DATA PROVIDED:
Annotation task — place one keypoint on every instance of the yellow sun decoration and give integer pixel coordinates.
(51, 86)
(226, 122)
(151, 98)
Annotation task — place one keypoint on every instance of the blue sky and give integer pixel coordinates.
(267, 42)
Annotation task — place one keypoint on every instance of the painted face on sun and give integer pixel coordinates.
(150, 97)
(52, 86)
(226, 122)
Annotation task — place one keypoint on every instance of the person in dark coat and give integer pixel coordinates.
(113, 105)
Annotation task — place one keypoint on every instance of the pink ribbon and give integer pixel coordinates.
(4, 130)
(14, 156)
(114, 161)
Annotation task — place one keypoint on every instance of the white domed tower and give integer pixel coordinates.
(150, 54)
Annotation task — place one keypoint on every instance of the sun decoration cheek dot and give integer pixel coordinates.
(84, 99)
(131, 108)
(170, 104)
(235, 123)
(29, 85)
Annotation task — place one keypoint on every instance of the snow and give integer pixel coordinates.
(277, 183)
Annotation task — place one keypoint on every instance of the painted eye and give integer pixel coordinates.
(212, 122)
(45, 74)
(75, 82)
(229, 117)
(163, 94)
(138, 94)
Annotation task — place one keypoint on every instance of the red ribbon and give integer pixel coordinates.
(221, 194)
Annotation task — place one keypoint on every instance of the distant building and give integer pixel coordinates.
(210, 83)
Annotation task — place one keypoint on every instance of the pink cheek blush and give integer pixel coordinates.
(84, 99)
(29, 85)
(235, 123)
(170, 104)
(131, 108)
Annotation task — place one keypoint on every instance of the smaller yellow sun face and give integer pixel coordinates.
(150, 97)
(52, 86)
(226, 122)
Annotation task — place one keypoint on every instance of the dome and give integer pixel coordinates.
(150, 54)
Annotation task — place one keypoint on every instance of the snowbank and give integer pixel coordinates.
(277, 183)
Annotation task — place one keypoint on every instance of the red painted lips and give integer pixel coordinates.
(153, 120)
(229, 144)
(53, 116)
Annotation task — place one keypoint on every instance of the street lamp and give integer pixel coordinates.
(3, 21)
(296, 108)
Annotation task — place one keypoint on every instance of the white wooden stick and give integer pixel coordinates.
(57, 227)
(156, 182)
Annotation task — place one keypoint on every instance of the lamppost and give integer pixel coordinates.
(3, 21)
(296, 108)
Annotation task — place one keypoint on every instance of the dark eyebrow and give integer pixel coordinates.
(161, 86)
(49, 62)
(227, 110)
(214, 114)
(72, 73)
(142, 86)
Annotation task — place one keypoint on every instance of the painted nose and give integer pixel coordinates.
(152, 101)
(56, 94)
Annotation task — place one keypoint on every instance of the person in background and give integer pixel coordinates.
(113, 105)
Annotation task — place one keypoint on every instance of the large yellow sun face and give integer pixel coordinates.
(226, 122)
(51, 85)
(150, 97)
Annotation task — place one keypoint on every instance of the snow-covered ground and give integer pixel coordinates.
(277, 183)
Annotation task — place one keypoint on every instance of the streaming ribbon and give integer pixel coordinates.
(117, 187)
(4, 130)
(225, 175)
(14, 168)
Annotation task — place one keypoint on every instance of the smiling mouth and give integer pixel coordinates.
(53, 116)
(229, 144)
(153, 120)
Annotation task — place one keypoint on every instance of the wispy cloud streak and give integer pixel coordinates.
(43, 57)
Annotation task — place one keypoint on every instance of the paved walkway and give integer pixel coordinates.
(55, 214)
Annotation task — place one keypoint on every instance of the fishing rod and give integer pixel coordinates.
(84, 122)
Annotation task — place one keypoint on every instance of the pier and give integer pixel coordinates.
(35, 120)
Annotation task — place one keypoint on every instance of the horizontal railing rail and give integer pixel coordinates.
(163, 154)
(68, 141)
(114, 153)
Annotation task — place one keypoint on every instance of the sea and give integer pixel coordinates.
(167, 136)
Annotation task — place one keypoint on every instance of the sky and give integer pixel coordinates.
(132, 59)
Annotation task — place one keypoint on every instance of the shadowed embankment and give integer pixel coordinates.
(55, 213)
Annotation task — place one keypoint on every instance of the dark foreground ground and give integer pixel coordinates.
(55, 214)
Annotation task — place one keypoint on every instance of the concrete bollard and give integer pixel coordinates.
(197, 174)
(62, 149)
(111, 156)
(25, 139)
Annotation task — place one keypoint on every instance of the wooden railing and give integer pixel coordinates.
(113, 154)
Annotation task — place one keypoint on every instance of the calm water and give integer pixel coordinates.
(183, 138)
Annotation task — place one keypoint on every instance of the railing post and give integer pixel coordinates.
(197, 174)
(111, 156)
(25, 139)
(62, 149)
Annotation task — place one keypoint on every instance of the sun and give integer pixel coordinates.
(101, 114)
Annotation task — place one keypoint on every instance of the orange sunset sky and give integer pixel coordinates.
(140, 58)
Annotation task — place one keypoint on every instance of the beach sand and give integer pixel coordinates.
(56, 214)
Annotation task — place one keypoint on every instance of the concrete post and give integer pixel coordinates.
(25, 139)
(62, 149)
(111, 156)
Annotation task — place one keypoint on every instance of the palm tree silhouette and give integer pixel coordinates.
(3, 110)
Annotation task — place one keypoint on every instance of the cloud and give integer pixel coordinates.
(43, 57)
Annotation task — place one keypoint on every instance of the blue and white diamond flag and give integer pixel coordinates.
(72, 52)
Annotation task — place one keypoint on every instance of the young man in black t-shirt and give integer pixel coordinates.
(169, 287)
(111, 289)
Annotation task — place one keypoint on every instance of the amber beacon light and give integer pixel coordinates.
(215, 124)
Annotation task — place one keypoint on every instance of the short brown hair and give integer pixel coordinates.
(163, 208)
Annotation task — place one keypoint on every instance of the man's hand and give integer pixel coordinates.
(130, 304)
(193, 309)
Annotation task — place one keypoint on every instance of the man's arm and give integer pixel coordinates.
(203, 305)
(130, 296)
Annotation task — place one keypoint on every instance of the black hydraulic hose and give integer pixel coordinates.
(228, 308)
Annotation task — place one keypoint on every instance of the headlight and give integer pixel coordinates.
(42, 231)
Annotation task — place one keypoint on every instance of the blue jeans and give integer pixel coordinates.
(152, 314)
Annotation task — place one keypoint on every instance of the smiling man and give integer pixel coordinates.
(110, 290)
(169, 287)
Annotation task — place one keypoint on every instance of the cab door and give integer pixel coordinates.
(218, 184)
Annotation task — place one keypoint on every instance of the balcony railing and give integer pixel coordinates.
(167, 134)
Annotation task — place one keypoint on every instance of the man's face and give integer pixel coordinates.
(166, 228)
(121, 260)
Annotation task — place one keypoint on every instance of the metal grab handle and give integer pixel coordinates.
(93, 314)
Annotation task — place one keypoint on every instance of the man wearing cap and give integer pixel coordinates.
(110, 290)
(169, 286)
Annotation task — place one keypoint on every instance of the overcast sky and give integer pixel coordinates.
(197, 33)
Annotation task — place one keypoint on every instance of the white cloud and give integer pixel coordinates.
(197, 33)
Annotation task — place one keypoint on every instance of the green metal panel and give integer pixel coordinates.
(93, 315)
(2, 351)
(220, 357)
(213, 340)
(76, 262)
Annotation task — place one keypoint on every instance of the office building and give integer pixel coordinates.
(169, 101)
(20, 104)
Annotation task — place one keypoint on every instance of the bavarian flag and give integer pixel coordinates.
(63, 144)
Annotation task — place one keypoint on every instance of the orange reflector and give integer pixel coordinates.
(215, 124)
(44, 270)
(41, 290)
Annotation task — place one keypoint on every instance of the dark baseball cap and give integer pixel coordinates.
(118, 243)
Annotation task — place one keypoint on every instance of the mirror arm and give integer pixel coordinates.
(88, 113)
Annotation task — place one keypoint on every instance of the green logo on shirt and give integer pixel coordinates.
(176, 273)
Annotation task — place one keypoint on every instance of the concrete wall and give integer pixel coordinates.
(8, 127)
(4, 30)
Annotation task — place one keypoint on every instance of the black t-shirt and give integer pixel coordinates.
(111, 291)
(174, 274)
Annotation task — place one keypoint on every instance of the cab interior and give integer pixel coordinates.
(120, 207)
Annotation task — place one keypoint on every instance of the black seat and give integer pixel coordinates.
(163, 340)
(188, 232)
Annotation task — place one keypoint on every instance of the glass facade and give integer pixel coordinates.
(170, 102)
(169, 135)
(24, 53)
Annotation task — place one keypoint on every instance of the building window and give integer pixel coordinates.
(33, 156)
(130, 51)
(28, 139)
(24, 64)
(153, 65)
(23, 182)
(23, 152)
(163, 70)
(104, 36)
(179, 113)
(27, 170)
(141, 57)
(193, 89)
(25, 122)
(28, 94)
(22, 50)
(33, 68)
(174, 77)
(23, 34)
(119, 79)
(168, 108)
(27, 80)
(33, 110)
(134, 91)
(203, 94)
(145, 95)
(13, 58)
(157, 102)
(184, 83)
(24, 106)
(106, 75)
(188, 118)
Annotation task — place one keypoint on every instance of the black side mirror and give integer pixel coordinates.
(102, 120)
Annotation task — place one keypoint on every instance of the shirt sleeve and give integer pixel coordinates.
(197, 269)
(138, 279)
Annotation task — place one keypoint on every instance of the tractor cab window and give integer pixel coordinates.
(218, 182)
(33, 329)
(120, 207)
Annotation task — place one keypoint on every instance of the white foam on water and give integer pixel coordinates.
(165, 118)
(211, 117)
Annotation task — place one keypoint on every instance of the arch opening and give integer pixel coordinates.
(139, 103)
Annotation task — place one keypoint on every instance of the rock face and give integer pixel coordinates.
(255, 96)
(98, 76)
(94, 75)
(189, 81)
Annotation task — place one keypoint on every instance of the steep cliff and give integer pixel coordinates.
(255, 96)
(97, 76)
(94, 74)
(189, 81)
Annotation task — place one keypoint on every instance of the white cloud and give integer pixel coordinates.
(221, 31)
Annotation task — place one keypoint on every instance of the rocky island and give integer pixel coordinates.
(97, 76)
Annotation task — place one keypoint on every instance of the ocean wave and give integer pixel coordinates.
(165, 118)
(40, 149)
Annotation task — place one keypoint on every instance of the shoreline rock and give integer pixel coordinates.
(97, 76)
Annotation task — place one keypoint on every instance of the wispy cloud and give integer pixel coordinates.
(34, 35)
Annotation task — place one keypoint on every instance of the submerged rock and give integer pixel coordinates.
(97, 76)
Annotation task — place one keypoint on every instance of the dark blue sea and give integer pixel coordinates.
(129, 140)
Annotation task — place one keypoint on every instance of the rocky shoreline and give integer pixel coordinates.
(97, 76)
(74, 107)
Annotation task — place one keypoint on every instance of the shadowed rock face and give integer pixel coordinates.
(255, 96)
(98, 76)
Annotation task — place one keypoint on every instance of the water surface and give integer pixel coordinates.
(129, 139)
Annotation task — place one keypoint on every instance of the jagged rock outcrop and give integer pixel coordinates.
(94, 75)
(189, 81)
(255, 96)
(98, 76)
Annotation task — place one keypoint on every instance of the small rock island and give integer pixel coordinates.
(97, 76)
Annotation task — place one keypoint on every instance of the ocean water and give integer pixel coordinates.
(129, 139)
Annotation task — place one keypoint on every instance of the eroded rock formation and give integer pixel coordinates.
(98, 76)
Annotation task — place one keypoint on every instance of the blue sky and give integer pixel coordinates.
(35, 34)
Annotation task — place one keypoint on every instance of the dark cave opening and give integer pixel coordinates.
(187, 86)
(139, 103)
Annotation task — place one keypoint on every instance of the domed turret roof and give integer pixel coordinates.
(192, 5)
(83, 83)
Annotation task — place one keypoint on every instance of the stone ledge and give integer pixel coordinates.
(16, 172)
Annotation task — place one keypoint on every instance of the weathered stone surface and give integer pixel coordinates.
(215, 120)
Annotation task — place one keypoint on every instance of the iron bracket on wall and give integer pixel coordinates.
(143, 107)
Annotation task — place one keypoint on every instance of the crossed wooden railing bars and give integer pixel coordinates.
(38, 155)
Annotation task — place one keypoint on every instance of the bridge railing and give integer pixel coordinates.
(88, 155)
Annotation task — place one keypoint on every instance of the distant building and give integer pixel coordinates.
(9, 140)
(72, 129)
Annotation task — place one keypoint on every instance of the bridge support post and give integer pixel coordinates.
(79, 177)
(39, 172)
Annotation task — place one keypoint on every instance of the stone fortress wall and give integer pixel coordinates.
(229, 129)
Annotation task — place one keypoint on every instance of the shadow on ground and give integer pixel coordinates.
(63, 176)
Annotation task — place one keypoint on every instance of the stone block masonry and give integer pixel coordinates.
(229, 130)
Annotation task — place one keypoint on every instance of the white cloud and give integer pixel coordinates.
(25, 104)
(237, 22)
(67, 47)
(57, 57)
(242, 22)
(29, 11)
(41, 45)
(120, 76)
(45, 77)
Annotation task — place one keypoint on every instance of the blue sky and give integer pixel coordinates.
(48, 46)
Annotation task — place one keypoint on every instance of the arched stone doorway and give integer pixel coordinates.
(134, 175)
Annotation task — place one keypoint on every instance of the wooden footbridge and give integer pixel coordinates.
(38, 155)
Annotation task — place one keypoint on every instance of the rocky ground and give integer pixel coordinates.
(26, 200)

DESCRIPTION OF THE TASK: Everything before the line containing "doorway and give integer pixel coordinates." stays out. Write out that line and the rest of the entries exactly.

REPLY TO THE TASK:
Annotation task — place one keypoint on every instance of the arched stone doorway and give integer pixel coordinates.
(134, 175)
Annotation task — place one keypoint on every instance of the wooden footbridge and give integer pixel coordinates.
(38, 155)
Annotation task — place one keypoint on every instance of the rocky ground and give integer pixel coordinates.
(26, 200)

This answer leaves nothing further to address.